Given data START

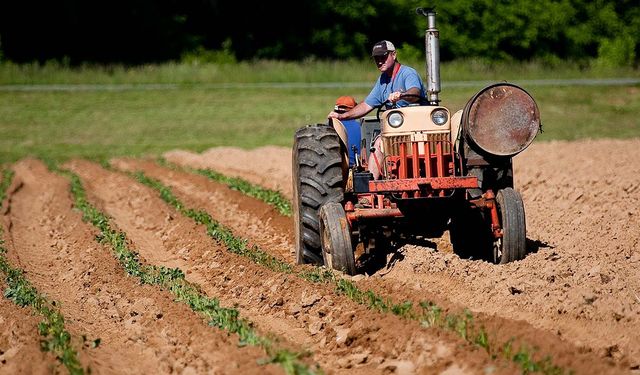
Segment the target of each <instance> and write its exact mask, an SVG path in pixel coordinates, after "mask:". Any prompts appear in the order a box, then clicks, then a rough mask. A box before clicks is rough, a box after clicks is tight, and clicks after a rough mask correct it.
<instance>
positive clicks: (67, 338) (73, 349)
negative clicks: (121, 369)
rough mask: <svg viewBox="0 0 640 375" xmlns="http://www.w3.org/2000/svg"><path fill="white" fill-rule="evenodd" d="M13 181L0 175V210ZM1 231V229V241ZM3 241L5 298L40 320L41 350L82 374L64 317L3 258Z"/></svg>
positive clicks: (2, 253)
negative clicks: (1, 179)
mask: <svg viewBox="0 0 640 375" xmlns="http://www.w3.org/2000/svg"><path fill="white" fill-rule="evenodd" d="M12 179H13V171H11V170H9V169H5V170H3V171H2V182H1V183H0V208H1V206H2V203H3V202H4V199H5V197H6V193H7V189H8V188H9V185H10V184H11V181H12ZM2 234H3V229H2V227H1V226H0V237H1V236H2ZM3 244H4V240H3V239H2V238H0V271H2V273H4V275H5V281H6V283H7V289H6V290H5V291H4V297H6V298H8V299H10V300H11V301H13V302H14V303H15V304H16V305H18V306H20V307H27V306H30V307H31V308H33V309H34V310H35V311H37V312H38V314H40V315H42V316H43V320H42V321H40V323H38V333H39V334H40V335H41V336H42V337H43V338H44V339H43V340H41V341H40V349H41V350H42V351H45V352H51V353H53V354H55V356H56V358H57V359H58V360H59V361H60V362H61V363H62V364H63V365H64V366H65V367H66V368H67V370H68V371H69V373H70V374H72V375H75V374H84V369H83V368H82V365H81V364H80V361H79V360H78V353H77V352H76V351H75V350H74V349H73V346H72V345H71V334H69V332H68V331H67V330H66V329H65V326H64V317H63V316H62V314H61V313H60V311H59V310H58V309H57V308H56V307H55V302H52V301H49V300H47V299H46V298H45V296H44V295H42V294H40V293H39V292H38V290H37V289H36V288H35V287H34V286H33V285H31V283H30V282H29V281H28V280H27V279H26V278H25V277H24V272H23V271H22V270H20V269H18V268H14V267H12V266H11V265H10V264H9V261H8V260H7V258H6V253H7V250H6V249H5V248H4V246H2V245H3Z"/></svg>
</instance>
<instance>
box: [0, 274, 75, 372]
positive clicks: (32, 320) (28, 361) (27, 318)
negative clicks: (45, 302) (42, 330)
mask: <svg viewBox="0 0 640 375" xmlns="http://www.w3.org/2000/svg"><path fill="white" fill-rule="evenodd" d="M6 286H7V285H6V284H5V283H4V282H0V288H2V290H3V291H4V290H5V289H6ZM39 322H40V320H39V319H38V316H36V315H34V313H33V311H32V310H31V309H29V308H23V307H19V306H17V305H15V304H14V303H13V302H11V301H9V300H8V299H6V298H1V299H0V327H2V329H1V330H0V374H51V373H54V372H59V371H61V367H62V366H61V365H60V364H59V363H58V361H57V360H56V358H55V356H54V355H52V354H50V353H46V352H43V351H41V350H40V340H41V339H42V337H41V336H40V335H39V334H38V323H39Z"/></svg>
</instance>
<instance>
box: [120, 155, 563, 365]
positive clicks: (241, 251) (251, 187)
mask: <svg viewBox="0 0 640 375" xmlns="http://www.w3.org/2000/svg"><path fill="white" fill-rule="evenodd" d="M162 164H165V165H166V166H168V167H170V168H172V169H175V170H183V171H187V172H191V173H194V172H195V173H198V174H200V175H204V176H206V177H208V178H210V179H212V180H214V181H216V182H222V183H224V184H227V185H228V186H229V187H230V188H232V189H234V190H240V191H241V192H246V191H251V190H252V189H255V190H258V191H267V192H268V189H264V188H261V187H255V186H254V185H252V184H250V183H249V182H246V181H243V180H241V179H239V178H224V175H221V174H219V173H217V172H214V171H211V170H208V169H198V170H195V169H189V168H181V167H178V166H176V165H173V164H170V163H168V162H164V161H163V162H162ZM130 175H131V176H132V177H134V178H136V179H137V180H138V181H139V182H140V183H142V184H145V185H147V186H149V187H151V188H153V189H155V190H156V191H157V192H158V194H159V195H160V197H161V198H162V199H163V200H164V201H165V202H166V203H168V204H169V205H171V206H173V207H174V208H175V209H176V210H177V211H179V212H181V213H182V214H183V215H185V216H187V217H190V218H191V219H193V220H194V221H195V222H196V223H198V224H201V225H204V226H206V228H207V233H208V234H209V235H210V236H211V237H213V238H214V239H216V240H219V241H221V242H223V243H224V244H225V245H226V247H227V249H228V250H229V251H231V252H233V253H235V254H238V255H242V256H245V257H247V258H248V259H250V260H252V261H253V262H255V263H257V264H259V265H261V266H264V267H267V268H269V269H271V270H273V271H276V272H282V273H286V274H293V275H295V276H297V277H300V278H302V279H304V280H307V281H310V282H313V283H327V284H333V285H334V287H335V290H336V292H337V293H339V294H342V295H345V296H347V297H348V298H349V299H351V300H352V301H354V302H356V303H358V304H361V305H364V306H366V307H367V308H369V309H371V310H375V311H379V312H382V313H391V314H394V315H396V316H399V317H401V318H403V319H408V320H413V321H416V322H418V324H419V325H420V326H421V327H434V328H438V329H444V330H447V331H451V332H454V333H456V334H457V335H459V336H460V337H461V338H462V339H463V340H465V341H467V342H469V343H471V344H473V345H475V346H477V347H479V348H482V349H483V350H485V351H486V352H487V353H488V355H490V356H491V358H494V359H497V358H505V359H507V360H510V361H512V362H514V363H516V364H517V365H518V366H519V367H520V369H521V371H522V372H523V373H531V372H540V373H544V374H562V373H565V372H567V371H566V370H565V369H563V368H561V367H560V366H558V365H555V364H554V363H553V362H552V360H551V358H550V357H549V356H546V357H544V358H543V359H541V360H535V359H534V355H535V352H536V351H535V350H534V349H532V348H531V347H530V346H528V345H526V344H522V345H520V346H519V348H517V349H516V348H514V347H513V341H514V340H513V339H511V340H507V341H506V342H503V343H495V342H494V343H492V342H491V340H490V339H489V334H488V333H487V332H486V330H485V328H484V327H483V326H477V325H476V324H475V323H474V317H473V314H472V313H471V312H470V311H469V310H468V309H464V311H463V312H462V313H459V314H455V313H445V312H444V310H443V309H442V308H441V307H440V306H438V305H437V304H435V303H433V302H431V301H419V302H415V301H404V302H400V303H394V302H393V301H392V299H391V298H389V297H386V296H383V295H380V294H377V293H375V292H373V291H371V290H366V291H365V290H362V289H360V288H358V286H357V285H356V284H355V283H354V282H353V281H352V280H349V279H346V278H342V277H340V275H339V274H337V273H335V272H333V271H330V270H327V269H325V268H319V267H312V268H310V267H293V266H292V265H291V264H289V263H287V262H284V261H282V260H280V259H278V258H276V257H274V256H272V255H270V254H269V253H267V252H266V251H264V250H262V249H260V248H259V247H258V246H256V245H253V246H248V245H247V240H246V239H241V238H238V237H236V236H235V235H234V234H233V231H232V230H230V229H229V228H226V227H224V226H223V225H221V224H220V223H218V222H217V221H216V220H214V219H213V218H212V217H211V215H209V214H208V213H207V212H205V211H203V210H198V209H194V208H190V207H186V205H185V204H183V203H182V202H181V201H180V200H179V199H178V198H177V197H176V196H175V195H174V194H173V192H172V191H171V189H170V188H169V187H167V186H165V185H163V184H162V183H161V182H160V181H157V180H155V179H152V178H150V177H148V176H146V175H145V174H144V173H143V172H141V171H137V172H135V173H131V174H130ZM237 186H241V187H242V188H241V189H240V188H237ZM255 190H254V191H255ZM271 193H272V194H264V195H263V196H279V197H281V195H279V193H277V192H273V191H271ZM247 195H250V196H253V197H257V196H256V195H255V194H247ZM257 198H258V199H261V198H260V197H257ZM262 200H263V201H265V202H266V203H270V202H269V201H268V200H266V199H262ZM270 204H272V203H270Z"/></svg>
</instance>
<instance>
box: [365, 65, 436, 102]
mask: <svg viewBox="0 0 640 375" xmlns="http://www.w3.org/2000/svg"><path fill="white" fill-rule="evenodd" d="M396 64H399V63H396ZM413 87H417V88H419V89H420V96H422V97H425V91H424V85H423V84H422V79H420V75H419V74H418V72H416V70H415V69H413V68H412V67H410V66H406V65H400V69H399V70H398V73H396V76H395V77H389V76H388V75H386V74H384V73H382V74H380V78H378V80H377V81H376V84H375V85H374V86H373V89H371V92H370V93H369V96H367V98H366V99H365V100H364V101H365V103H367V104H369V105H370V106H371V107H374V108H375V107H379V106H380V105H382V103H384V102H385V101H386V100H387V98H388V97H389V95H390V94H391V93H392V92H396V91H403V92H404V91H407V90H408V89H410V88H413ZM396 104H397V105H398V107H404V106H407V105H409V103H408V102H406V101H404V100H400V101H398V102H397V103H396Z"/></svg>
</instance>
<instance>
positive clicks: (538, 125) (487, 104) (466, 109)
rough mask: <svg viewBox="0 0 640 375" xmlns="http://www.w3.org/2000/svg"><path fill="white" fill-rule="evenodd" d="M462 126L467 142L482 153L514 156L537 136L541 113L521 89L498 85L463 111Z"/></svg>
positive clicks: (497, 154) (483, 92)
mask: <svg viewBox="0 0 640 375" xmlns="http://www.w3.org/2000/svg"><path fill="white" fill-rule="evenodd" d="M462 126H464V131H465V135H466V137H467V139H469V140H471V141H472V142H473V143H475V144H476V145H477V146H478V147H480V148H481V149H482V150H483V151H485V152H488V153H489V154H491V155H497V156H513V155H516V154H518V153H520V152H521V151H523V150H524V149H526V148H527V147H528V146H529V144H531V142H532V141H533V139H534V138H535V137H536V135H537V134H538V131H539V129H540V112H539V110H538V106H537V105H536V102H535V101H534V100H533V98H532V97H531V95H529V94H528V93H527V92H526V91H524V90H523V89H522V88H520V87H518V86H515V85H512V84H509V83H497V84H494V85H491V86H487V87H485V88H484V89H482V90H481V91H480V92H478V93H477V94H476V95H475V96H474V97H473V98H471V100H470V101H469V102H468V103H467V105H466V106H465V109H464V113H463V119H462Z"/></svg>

Given data END
Given data START

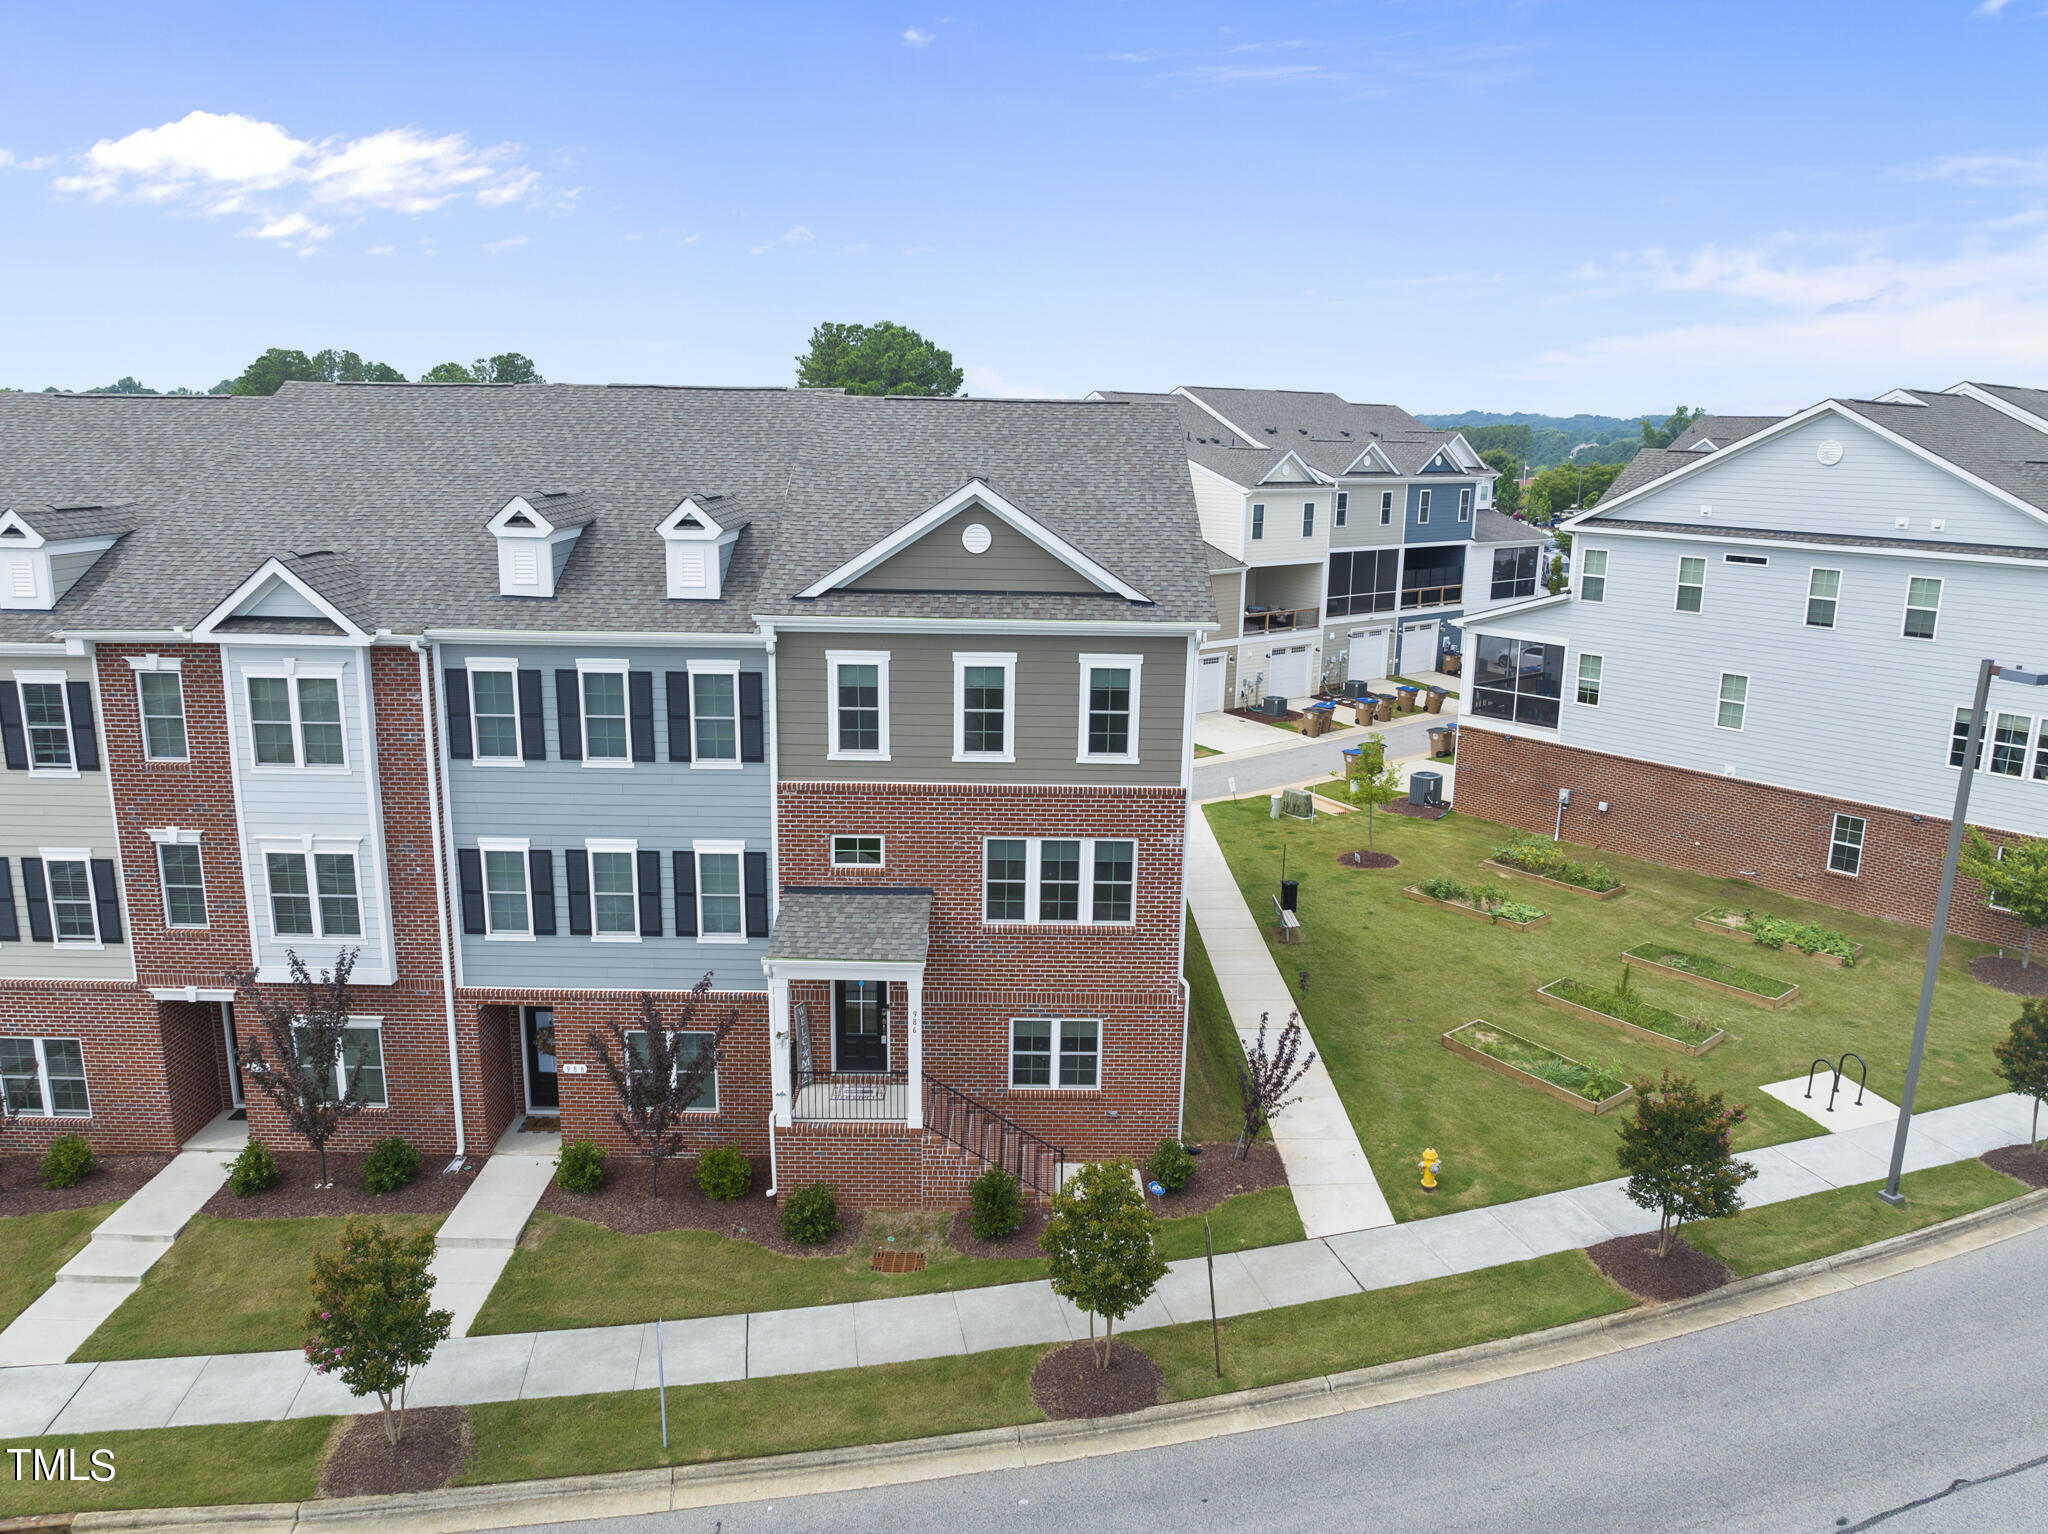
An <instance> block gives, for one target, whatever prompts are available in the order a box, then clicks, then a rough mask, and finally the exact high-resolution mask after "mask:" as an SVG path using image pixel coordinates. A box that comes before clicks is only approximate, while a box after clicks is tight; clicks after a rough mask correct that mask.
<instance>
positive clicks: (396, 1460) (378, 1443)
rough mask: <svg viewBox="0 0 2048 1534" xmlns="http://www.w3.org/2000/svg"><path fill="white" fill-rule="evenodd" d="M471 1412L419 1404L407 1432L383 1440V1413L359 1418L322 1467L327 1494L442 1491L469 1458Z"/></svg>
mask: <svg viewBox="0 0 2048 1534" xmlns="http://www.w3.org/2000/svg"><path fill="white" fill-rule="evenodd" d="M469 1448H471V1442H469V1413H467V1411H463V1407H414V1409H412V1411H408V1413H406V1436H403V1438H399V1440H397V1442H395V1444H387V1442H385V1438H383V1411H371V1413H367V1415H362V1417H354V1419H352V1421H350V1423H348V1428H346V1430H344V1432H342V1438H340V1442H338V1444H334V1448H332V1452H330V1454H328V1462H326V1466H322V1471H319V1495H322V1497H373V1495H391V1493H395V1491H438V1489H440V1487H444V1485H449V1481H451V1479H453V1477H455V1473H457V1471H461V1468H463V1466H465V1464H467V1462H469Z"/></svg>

Given data END

_What to work on_
Please say how many lines in the records above contain the word "after", and give only that number.

_Output for this exercise_
2